One day, when the refreshing moments of spring have long passed, a young monk approached Lao Cha:

— Sensei, I often reminisce on those lovely spring days sitting under the blooming cherry trees. Those days when we would enjoy sweet rice cakes and hot tea, savoring the aroma of the sakura petals dancing around us. 

— Take a sip of my latest creation. 


Koucha is the Japanese word used for Japanese black tea. Like hong cha, koucha translates as red tea, referred to as black tea in the West. Wakoucha is specifically black tea produced in Japan, "Wa" referring to Japan in this context. The properties of Japanese black tea are akin to hong cha. Still, the unique Japanese cultivars create this tea's distinctive, mild character and softer taste.

Our Award-winning Organic Sakura Wakoucha is grown in Yame, Fukuoka prefecture. There is but a small number of farms producing limited amounts of koucha throughout Japan. In fact, most tea grown in Japan is green tea, with most black teas imported from abroad. And wakoucha, being a local tea, is enjoyed almost exclusively by Japanese tea enthusiasts.

The taste of Japanese black tea is spectacular. Taking a sip of our Sakura Wakoucha, you will submerge in a juicy sweetness, void of astringency. A lingering, slightly floral taste will remain on the palate. Notes of succulent cherries and honey will follow, subsiding in a superb, long-lasting finish. The color of the liquor is a comforting apricot-orange hue. Our Japanese Sakura Black Tea makes a perfect afternoon drink and pairs well with desserts.

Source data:

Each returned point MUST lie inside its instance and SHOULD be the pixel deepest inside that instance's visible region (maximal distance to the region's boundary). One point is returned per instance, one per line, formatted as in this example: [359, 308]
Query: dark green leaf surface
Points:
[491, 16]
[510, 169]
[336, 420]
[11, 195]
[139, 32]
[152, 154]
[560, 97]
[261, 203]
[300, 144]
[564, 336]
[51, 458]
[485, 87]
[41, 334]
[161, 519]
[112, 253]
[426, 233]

**What to work on:**
Reproduce the Sakura Wakoucha text above word for word, from start to finish.

**Worked solution:**
One day, when the refreshing moments of spring have long passed, a young monk approached Lao Cha:

— Sensei, I often reminisce on those lovely spring days sitting under the blooming cherry trees. Those days when we would enjoy sweet rice cakes and hot tea, savoring the aroma of the sakura petals dancing around us. 

— Take a sip of my latest creation. 


Koucha is the Japanese word used for Japanese black tea. Like hong cha, koucha translates as red tea, referred to as black tea in the West. Wakoucha is specifically black tea produced in Japan, "Wa" referring to Japan in this context. The properties of Japanese black tea are akin to hong cha. Still, the unique Japanese cultivars create this tea's distinctive, mild character and softer taste.

Our Award-winning Organic Sakura Wakoucha is grown in Yame, Fukuoka prefecture. There is but a small number of farms producing limited amounts of koucha throughout Japan. In fact, most tea grown in Japan is green tea, with most black teas imported from abroad. And wakoucha, being a local tea, is enjoyed almost exclusively by Japanese tea enthusiasts.

The taste of Japanese black tea is spectacular. Taking a sip of our Sakura Wakoucha, you will submerge in a juicy sweetness, void of astringency. A lingering, slightly floral taste will remain on the palate. Notes of succulent cherries and honey will follow, subsiding in a superb, long-lasting finish. The color of the liquor is a comforting apricot-orange hue. Our Japanese Sakura Black Tea makes a perfect afternoon drink and pairs well with desserts.